What this task involves:
In the Houston craft beer post, in what ways does the writer say nothing else has appeared as healthy as small beer within the last 28 months? List every one.

Source document:
──────────────────────────────
Monday, May 13, 2013

The State of the Texas Craft Beer Scene Part 2 - The Bayou Complex: Houston vs. The Fringe Movement

In what is hoped to become a semi-regular feature of [AA], the writers (that's "writers" without the 's') of this spotty publication will attempt to occasionally examine the current state of affairs regarding the craft beer scene in this Great State; it being a reeaaally long limb to step out onto, given that nothing else appears to be as healthy economically, socially, and culturally within the last 28 months than small beer -- and thusly, becomes a pretty goddam easy thing to babble on and on about.  

You can read The State of the Texas Craft Beer Scene Part 1: Fort Worth here.

Part 2: Houston, Texas

It used to be Houston was just a good place to do some crimes and easy heckle-bait when scraping the bottom of the barrel for roomie trolling.

Myself, I had been pretty casual about engaging with Houston at all, apart from a Cure gig in late-college, where during the 9 PM encore, Robert Smith more closely resembled a black-cloaked receptacle of gelato left out to render in the courtyard of the Uffizi than a British icon.  The other time was to catch a Gold Cup match between two largely uninspired national football teams with my then-pregnant wife.  Fun times.
──────────────────────────────
Object pointing dataset rows

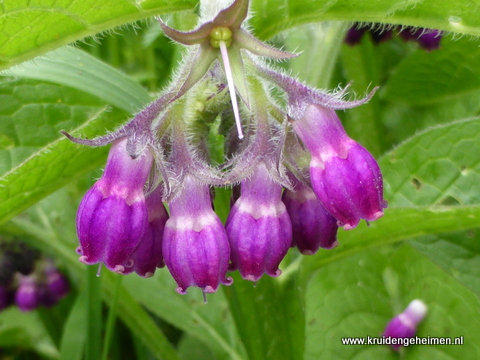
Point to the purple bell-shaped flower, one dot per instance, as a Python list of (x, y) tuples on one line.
[(112, 217), (344, 175), (313, 226), (258, 227), (195, 244), (405, 324), (148, 256)]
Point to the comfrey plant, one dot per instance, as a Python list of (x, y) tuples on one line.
[(163, 156)]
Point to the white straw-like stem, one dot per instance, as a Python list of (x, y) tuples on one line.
[(231, 87)]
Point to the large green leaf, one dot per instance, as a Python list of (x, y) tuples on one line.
[(24, 330), (188, 312), (458, 253), (437, 76), (36, 159), (76, 69), (31, 28), (268, 316), (357, 297), (431, 183), (437, 167), (272, 16)]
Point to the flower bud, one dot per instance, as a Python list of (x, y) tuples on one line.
[(312, 225), (258, 227), (148, 256), (405, 324), (112, 217), (195, 244), (344, 175)]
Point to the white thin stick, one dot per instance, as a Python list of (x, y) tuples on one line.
[(231, 87)]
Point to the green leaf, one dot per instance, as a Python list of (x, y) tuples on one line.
[(433, 77), (42, 162), (132, 314), (32, 115), (437, 167), (192, 348), (457, 253), (188, 312), (78, 70), (32, 28), (359, 295), (269, 317), (398, 224), (271, 17), (24, 330), (431, 182)]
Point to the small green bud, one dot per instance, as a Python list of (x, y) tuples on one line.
[(220, 34)]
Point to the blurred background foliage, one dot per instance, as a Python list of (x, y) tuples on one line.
[(423, 125)]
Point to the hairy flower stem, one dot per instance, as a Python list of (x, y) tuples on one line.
[(231, 86)]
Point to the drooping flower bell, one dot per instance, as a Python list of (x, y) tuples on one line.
[(258, 227), (313, 226), (344, 175), (112, 217), (195, 244), (148, 255), (405, 324)]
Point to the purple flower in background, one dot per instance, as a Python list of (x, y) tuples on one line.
[(313, 226), (27, 295), (4, 297), (258, 227), (428, 39), (195, 244), (148, 256), (344, 175), (405, 324), (112, 217)]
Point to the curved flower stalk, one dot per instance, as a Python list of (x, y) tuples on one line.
[(112, 217), (258, 227)]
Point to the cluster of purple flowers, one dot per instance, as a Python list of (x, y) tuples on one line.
[(297, 176), (427, 39), (28, 280)]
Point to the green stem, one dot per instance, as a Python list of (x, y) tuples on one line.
[(112, 315)]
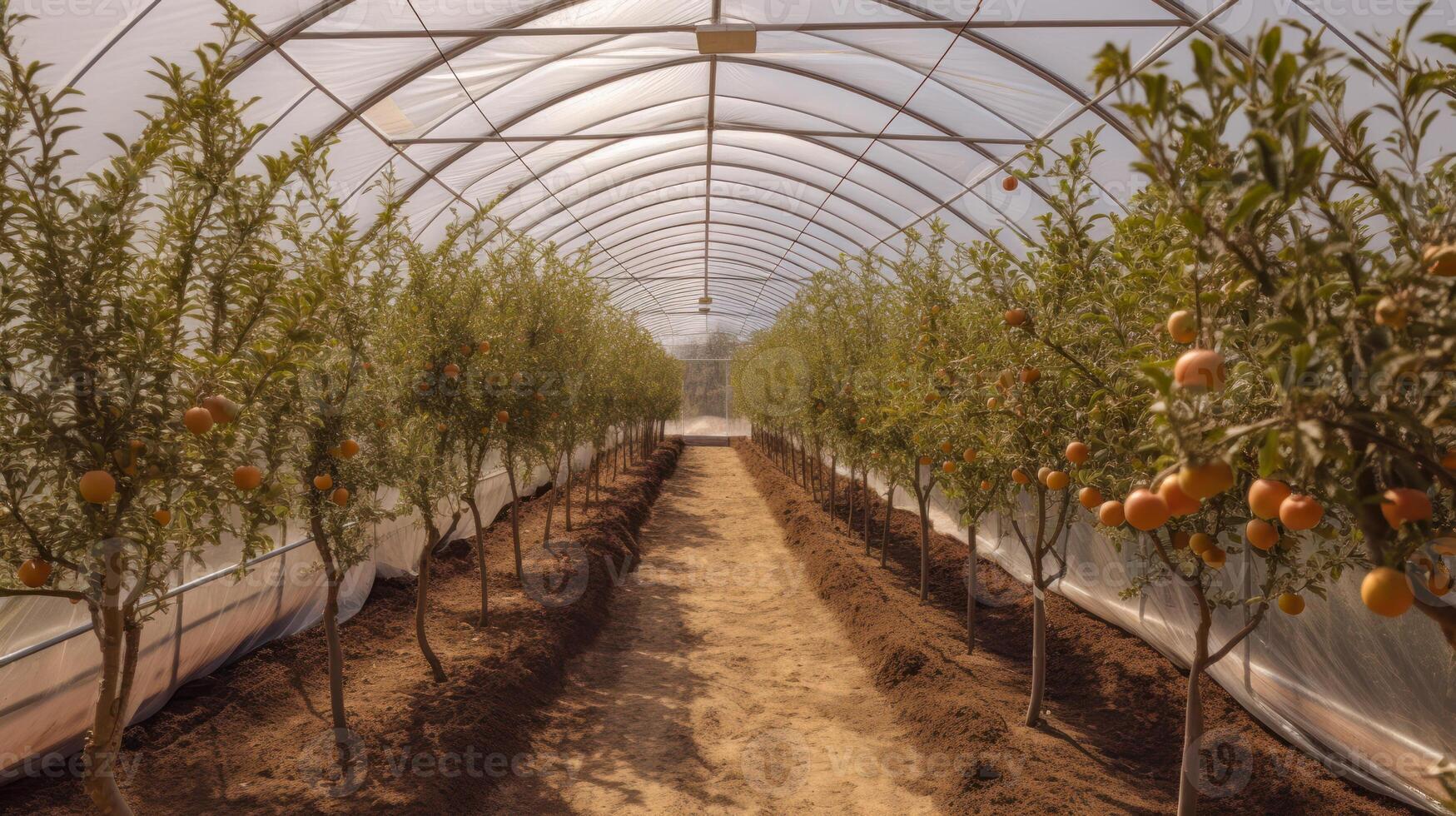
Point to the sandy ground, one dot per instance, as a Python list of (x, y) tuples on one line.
[(723, 684)]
──────────────────────────────
Full output:
Economically, socially, and culturally.